» **TO BE DONE**: Extract the lines beginning at the one that holds "# point at: white pom" and ending at the final line of the material below, keeping them exact and leaving out all pictures.

» **DATA**:
• • • •

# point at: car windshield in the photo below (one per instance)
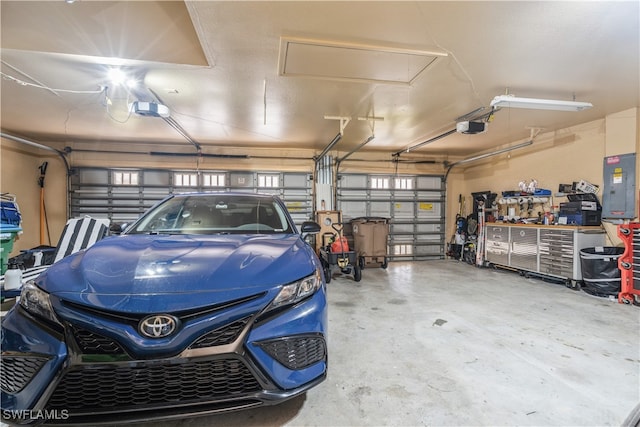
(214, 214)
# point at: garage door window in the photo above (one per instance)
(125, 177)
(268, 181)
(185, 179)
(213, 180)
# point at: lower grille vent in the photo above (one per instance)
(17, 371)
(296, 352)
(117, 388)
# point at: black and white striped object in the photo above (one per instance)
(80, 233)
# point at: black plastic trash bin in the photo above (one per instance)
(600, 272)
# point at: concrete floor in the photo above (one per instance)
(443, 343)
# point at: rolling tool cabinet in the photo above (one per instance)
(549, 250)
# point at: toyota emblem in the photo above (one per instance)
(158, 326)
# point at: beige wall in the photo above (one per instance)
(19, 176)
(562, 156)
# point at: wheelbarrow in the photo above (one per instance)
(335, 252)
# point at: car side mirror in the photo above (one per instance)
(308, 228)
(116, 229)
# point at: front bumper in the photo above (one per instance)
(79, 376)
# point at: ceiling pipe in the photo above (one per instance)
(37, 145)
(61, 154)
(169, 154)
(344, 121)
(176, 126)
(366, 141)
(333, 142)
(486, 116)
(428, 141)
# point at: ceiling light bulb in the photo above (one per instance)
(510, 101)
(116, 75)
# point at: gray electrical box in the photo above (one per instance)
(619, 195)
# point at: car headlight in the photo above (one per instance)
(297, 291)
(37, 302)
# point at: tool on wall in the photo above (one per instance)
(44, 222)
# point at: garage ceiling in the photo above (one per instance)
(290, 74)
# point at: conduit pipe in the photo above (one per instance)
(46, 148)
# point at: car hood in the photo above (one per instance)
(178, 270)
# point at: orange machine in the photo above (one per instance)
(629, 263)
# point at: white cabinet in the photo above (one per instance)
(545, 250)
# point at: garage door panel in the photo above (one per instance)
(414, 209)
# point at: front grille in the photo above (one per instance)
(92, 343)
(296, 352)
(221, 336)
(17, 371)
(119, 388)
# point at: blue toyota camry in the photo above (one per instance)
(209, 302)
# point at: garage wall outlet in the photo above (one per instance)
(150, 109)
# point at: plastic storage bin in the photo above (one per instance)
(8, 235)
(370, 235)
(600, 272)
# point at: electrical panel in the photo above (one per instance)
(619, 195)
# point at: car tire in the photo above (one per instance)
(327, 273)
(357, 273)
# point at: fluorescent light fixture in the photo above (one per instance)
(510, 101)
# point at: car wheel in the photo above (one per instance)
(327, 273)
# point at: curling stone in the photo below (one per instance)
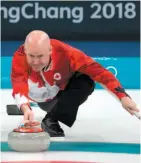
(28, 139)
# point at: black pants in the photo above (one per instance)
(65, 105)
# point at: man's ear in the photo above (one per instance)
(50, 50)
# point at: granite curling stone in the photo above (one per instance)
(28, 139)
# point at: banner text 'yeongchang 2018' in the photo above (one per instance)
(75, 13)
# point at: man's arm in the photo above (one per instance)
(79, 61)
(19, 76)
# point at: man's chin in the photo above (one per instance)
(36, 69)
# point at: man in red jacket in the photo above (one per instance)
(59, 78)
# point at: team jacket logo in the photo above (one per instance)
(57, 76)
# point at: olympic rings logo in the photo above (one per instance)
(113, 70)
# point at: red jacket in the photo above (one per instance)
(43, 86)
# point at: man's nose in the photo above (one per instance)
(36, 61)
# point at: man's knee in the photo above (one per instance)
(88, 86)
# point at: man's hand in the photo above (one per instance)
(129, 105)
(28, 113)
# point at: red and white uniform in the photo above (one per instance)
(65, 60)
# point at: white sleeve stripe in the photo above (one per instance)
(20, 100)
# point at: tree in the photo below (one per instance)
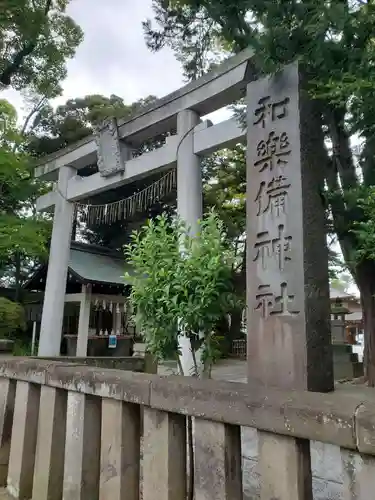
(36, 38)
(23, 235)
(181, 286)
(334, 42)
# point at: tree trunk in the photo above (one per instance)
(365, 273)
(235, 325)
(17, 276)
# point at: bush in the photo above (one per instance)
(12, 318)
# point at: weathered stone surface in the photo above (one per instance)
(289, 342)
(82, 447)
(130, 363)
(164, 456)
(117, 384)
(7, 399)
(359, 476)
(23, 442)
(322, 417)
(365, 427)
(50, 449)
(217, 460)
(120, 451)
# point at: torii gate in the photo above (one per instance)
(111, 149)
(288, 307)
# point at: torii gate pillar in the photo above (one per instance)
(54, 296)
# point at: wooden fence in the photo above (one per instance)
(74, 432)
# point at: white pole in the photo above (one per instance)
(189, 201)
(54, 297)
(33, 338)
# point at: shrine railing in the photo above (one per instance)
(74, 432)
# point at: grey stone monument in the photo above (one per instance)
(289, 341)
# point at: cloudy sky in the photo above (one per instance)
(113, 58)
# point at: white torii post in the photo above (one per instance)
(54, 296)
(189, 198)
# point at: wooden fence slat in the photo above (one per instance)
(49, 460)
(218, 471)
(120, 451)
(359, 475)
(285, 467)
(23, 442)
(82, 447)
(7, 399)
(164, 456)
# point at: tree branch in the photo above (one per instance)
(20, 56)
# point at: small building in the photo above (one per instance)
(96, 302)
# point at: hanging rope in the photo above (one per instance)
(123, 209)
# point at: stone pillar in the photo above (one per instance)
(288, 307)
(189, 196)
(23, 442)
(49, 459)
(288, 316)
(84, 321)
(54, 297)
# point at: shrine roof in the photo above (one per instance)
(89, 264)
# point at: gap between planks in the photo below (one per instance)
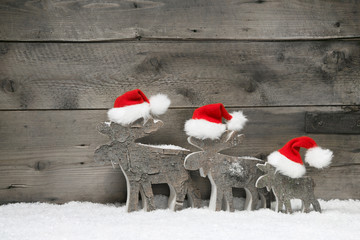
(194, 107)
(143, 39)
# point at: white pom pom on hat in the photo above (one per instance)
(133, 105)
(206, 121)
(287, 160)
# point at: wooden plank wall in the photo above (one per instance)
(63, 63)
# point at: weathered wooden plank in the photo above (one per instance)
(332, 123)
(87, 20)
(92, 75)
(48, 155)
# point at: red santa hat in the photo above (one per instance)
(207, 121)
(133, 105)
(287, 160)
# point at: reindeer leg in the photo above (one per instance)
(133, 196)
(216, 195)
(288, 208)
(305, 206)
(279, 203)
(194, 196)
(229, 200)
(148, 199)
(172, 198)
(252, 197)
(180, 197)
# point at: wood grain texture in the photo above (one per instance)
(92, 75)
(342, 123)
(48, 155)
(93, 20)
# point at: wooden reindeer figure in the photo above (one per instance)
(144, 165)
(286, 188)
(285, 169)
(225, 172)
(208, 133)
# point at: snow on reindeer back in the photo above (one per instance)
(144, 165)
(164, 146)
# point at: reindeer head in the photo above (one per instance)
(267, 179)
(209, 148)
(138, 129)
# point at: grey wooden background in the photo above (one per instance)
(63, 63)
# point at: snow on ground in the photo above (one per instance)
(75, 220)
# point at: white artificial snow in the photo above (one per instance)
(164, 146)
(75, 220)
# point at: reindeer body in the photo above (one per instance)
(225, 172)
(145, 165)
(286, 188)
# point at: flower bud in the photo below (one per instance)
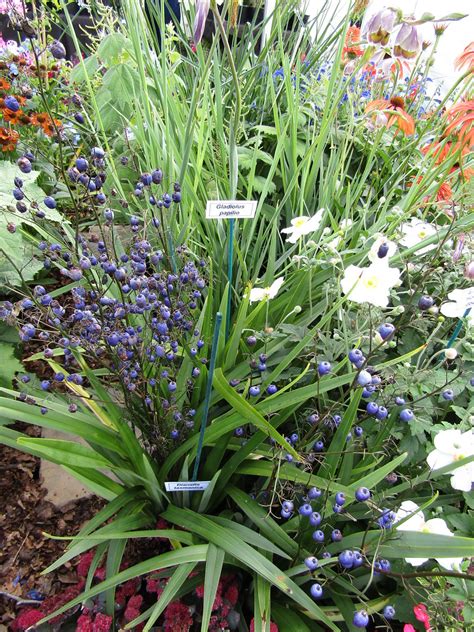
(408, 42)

• • • •

» **RESPONSE**:
# point at: white pom pom on hat in the photo above (one per instance)
(133, 105)
(206, 121)
(287, 160)
# point at: wooden plank wall in the photo above (one per instance)
(63, 63)
# point at: weathered wooden plank in the photo above (one per instance)
(332, 123)
(87, 20)
(92, 75)
(48, 155)
# point at: red santa hat in the photo above (one per instance)
(207, 121)
(133, 105)
(287, 160)
# point at: reindeer leg in the photo above (one per instance)
(133, 196)
(216, 195)
(288, 208)
(305, 206)
(279, 203)
(194, 196)
(229, 200)
(148, 199)
(172, 198)
(252, 197)
(180, 197)
# point at: wood grain texture in the photo above (one per instance)
(92, 75)
(342, 123)
(48, 155)
(93, 20)
# point at: wooden reindeer figure in the photo above (one per instance)
(144, 165)
(286, 188)
(285, 169)
(225, 172)
(208, 133)
# point at: snow on reindeer back in the photo above (one per instance)
(144, 165)
(164, 146)
# point at: reindeer head in the photo above (one per instance)
(267, 179)
(209, 148)
(138, 129)
# point at: grey wooden background in the photo above (one per instance)
(63, 63)
# point at: snow on ground in the photo above (one per instance)
(75, 220)
# point at: white artificial snow in the photo above (one per instance)
(164, 146)
(75, 220)
# point at: reindeer body in the photo above (one per instance)
(225, 172)
(145, 165)
(286, 188)
# point at: flower bud in the photo below (one per instance)
(408, 42)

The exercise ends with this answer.